Dataset records START

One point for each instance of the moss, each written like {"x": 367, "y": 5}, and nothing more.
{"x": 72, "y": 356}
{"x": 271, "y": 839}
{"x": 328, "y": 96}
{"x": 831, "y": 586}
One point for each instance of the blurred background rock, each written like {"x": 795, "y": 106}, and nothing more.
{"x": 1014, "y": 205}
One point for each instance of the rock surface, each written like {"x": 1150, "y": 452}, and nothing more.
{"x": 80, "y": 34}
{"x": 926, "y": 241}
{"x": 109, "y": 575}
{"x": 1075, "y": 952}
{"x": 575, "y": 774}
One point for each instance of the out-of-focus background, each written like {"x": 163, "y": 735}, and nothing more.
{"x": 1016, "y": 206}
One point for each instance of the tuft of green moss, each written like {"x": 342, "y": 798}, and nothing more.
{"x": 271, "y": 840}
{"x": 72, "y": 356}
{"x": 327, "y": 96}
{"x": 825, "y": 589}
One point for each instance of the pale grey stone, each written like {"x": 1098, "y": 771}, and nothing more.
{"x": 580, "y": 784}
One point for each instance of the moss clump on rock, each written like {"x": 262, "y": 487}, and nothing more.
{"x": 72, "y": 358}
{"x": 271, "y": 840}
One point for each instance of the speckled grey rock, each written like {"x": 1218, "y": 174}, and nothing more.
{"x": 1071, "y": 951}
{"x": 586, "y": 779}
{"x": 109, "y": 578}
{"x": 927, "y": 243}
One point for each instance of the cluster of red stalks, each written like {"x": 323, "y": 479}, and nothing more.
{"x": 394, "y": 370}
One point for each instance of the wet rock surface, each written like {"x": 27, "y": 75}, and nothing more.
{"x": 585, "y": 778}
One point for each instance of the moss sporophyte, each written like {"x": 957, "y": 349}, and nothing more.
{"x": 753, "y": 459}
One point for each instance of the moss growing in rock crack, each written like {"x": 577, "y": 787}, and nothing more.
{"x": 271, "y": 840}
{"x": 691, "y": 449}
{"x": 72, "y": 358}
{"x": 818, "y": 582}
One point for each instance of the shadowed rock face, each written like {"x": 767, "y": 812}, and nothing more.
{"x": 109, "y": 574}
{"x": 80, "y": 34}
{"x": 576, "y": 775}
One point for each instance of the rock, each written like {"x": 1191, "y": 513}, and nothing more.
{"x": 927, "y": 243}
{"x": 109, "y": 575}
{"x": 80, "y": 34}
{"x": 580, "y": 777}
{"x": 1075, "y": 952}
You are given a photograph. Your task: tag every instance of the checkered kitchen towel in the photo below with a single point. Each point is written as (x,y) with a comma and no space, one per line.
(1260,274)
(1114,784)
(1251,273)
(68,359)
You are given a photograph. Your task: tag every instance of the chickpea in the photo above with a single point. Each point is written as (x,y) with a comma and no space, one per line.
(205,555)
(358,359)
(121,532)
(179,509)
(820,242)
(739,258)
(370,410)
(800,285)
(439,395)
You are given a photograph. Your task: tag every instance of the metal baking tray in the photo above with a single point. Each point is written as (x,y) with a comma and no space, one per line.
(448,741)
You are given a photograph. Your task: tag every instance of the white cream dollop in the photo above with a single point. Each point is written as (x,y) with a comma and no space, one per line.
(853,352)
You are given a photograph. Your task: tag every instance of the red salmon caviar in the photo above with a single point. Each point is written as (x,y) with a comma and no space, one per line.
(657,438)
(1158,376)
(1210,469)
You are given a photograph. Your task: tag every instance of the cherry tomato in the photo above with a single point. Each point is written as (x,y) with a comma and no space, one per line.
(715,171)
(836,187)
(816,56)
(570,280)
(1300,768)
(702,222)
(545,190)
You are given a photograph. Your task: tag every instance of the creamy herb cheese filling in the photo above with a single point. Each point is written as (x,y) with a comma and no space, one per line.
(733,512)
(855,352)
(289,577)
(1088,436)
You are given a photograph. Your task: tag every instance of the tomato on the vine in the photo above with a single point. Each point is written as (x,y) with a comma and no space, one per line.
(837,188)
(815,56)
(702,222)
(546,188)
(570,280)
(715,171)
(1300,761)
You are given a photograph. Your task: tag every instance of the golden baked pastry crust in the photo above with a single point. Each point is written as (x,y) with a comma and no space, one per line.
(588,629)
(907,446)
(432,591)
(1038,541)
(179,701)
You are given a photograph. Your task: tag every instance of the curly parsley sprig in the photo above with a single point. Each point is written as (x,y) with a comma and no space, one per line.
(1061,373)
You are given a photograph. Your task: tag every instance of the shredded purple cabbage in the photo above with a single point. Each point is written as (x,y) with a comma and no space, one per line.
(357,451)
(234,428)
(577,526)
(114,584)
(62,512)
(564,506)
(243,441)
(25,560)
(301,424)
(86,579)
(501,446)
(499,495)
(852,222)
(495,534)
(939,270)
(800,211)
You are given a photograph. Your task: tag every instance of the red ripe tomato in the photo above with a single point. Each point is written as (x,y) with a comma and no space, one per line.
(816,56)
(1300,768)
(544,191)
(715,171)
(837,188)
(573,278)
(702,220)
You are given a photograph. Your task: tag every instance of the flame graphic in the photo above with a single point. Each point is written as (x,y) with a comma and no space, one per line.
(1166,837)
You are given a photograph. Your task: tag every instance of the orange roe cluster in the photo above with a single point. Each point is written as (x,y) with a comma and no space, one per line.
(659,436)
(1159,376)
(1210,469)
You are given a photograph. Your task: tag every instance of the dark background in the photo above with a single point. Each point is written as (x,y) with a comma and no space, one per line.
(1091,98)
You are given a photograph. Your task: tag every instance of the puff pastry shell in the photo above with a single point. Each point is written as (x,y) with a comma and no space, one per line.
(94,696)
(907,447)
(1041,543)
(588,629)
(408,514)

Dataset records END

= Work item =
Write each record above out again exactly as it reads.

= Expected answer =
One point for each instance of the moss, each written like {"x": 367, "y": 5}, and nothing more.
{"x": 72, "y": 356}
{"x": 271, "y": 839}
{"x": 328, "y": 96}
{"x": 831, "y": 586}
One point for each instance of the blurred background rock, each written like {"x": 795, "y": 106}, and nothing more.
{"x": 1014, "y": 205}
One point for each instance of the rock surface, each written like {"x": 1150, "y": 452}, and nothing more.
{"x": 80, "y": 34}
{"x": 926, "y": 241}
{"x": 109, "y": 575}
{"x": 1075, "y": 952}
{"x": 575, "y": 774}
One point for each instance of the out-of-focus background, each written like {"x": 163, "y": 735}, and nothing more.
{"x": 1016, "y": 206}
One point for each instance of the tuft of green moss, each written like {"x": 342, "y": 798}, and nothing more.
{"x": 271, "y": 840}
{"x": 72, "y": 356}
{"x": 327, "y": 96}
{"x": 825, "y": 589}
One point for each instance of the pale grey stone, each written like {"x": 1098, "y": 771}, and nothing more.
{"x": 580, "y": 784}
One point for each instance of the moss clump on rock, each written like {"x": 262, "y": 487}, and nothing more.
{"x": 72, "y": 358}
{"x": 271, "y": 840}
One point for each instance of the speckled grey rock, each written like {"x": 1218, "y": 174}, and nothing more.
{"x": 1071, "y": 951}
{"x": 586, "y": 779}
{"x": 109, "y": 578}
{"x": 927, "y": 243}
One point for each instance of the cluster of red stalks, each written like {"x": 323, "y": 479}, and nothing more.
{"x": 394, "y": 370}
One point for each instance of the wet rock surface, each written like {"x": 27, "y": 75}, and nothing more.
{"x": 585, "y": 778}
One point for each instance of the moss sporophyte, each written like {"x": 957, "y": 349}, and nothing more.
{"x": 753, "y": 459}
One point for each instance of the moss growing in rock crack, each written like {"x": 577, "y": 787}, and nothing more.
{"x": 271, "y": 840}
{"x": 691, "y": 449}
{"x": 72, "y": 358}
{"x": 818, "y": 582}
One point for each instance of the shadowed rock face, each written like {"x": 767, "y": 812}, and nothing more.
{"x": 109, "y": 574}
{"x": 80, "y": 34}
{"x": 576, "y": 775}
One point for each instance of the rock, each written like {"x": 1191, "y": 513}, and nothing more.
{"x": 927, "y": 243}
{"x": 109, "y": 575}
{"x": 80, "y": 34}
{"x": 580, "y": 777}
{"x": 1075, "y": 952}
You are given a photograph. Your task: tag every instance of the checkered kitchen towel in the photo below with a single point. Each point is written as (x,y) with a comma and no space, one per line.
(1260,274)
(1114,784)
(1251,273)
(68,359)
You are given a photograph. Your task: tag every instance of the chickpea in the photo above with a single point. Each point is written as (x,y) with a comma and no space, one per line.
(205,555)
(358,359)
(121,532)
(179,509)
(820,242)
(739,258)
(370,410)
(800,285)
(439,395)
You are given a photograph. Your task: tag every instance of the metal baking tray in the photo above with a single point. Each point is written as (x,y) with a comma and no space, one per line.
(448,741)
You are given a photograph. Your task: tag every instance of the white cream dollop in the photo above with a single point. Each point is written as (x,y) with a comma and no space, one per line.
(853,352)
You are given a photograph. Your task: tag every instance of the red salmon caviar in the photo above with a single point. Each point is written as (x,y) with a comma and no space, one per line.
(657,438)
(1158,376)
(1210,469)
You are given a photograph. Your task: tag every instance of the cherry tomato in the photo above with a single point. Each point is written as (x,y) with a comma and no space, one per line.
(715,171)
(836,187)
(816,56)
(570,280)
(1300,768)
(702,222)
(545,190)
You are given a photograph. Your task: tag every instance of the creamy herb cheese filling in the photo above with a single point. Each point is written as (x,y) with a comma and no space, one per line.
(733,512)
(855,352)
(289,577)
(1088,436)
You are given a photograph. Your task: tag every instance of the tomato on the vine in the photo above with a single point. Each point is written as (x,y) with a comma and no space, one per line.
(837,188)
(815,56)
(702,222)
(546,188)
(570,280)
(715,171)
(1300,761)
You are given a photograph. Your task: tag every instance of the golden baked pastry crust in the photo above with a single point. Each point is written as (x,y) with a comma and no space, one per line.
(588,629)
(907,446)
(432,591)
(1038,541)
(179,701)
You are given a photograph. Your task: tag every instance of the curly parsley sprig in the photo above with a single point. Each point is written as (x,y) with a comma and no space, one per line.
(1061,373)
You are given a photograph. Your task: tag every instance of the shredded purple cabbage in the photo above with a single point. Each point is written as (x,y) with a comma and no space, one per line.
(357,451)
(234,428)
(577,526)
(114,584)
(62,512)
(564,506)
(243,441)
(25,560)
(301,424)
(86,579)
(501,446)
(499,495)
(852,222)
(495,534)
(939,270)
(800,211)
You are given a photograph. Your task: tag every instance of the red ripe tomato in the photo above with a single point. Each point is written as (x,y) with a comma and no space, one per line.
(816,56)
(1300,768)
(544,191)
(715,171)
(837,188)
(573,278)
(702,220)
You are given a photograph. Your task: tag every instance of the flame graphic in the photo above with a single point. Each point is written as (x,y) with a comma and no space, one per line.
(1166,837)
You are given a photograph. Your task: tag every instance of the orange roe cluster in the photo above with a single point. Each point is written as (x,y) with a comma and no space, one per line.
(659,436)
(1159,376)
(1210,469)
You are given a photograph. Your task: tag every instance of the dark background in the photo above with a single point. Each point is written as (x,y) with a comma and no space, one per line.
(1091,98)
You are given a photograph. Your task: tag every instance of the puff pastry shell in the photo above with a single point. Each point is written as (x,y) with a comma and no space, one per line.
(94,696)
(907,447)
(1041,543)
(588,629)
(408,514)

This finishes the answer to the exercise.